◆ **REQUIRED TASK**
Return every line of the listing below that contains the word "cushion", treating uppercase and lowercase as different.

◆ **INPUT FOR THIS TASK**
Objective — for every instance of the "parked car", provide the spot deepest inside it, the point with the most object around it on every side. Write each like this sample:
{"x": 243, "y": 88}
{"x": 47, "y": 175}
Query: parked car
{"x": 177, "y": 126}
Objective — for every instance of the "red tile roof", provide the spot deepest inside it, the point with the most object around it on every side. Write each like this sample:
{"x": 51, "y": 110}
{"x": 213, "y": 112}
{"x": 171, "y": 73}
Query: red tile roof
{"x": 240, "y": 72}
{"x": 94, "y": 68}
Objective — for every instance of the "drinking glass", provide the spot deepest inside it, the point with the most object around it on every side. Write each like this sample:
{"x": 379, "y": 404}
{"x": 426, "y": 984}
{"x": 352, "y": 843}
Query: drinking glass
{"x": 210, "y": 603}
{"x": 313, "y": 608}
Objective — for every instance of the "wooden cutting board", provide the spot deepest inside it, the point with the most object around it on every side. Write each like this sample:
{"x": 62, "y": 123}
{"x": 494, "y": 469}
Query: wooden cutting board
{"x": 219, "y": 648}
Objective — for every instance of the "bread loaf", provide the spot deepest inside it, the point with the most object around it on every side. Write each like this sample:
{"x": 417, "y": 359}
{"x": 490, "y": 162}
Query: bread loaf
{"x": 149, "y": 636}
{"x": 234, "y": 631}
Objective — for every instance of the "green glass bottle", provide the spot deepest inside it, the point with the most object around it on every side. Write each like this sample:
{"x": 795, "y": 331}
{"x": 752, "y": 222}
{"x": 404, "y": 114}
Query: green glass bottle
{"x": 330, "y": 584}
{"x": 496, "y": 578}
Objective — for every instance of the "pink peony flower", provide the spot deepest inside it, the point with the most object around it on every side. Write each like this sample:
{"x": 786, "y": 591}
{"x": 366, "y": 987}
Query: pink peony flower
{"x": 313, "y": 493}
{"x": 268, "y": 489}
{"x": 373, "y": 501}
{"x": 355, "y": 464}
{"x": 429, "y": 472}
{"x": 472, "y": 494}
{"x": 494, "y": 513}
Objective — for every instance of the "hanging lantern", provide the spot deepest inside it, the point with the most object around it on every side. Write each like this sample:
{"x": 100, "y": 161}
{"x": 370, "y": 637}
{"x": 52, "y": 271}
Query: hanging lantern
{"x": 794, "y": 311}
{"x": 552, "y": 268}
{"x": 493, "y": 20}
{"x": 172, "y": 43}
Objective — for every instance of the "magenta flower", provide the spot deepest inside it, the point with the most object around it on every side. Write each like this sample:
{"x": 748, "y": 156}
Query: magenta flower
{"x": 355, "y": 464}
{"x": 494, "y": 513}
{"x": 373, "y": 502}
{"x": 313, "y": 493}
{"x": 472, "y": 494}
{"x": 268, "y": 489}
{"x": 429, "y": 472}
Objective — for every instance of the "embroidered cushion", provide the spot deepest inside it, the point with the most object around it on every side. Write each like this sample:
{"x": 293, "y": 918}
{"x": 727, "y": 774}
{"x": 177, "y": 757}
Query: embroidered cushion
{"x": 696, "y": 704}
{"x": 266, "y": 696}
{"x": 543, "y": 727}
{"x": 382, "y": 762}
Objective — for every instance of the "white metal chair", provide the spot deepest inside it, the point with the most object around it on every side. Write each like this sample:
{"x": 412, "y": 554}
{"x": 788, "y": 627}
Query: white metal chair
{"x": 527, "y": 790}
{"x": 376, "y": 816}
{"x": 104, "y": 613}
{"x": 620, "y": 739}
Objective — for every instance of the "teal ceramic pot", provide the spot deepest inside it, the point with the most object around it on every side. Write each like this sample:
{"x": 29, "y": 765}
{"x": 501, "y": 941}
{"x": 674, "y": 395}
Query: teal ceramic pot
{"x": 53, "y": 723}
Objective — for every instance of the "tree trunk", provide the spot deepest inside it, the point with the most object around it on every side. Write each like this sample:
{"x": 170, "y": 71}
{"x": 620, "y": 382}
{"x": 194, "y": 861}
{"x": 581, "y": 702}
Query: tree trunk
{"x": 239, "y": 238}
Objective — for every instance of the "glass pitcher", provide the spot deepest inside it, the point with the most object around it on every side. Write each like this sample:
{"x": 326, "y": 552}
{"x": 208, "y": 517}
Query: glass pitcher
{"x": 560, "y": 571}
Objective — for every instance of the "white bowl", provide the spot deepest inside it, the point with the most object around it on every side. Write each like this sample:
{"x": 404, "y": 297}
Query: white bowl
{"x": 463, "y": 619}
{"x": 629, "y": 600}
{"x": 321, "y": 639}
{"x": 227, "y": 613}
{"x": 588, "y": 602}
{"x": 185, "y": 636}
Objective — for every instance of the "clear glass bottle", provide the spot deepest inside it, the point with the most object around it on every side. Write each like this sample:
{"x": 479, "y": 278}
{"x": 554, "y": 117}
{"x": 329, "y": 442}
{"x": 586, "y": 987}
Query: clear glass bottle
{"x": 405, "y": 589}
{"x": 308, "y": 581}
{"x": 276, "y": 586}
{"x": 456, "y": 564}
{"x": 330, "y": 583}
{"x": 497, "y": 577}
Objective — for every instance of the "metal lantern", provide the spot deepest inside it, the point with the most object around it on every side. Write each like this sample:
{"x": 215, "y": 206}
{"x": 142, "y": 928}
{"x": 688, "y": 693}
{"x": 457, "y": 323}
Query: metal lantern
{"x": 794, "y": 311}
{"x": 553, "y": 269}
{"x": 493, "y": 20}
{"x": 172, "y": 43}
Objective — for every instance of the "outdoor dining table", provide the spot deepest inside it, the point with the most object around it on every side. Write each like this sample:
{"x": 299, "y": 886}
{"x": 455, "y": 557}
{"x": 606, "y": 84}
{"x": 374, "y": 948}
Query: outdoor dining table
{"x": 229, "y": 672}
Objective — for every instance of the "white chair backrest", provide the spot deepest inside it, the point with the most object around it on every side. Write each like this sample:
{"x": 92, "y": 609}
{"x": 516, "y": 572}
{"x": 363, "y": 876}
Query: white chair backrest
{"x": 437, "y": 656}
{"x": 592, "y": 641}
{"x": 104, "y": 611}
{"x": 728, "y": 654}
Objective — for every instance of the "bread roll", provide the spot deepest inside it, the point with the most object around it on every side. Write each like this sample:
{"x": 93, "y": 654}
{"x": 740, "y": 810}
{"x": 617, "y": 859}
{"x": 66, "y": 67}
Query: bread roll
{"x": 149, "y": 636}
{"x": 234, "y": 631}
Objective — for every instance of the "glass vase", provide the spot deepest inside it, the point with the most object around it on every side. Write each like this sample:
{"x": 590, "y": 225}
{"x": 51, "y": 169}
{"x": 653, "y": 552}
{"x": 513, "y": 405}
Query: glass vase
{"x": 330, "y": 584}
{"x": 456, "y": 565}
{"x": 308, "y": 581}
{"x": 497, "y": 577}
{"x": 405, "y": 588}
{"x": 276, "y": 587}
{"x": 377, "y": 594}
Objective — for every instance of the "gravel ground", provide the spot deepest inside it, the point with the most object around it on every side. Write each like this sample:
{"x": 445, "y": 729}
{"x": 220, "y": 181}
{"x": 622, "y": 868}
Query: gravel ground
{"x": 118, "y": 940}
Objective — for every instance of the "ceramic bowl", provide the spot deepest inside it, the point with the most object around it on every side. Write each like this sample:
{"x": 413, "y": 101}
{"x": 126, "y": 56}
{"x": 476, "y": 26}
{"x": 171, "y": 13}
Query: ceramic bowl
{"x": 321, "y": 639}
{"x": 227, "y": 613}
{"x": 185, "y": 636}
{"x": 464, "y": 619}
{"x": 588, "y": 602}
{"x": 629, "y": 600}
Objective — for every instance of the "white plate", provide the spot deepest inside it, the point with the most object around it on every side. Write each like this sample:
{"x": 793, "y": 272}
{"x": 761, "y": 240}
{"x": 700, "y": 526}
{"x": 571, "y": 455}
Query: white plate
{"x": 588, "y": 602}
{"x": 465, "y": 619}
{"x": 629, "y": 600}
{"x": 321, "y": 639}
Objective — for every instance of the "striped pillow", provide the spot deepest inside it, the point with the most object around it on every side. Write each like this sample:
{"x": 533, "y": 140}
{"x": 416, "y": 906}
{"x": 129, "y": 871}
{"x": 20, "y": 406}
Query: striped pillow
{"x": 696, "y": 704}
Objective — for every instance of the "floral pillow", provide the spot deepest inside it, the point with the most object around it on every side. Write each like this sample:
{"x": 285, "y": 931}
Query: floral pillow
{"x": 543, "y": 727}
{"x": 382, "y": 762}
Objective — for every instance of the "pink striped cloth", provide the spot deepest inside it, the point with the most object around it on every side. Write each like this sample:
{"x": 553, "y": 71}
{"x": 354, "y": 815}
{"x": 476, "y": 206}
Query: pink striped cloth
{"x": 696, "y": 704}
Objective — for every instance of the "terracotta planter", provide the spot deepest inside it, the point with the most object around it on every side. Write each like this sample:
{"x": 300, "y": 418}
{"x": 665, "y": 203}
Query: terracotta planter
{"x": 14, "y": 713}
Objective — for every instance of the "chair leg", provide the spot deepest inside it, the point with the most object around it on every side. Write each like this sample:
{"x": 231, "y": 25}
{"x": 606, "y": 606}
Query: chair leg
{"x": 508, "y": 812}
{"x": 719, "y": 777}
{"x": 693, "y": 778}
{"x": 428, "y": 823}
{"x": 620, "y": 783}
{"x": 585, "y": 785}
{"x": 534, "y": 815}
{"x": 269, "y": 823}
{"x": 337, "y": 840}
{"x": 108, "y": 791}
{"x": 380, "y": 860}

◆ **EXERCISE ANSWER**
Objective — for every instance of the "embroidered cushion", provide the spot deepest inside it, the point with the most object around it on every side. Write each like this sample:
Query: embroidered cushion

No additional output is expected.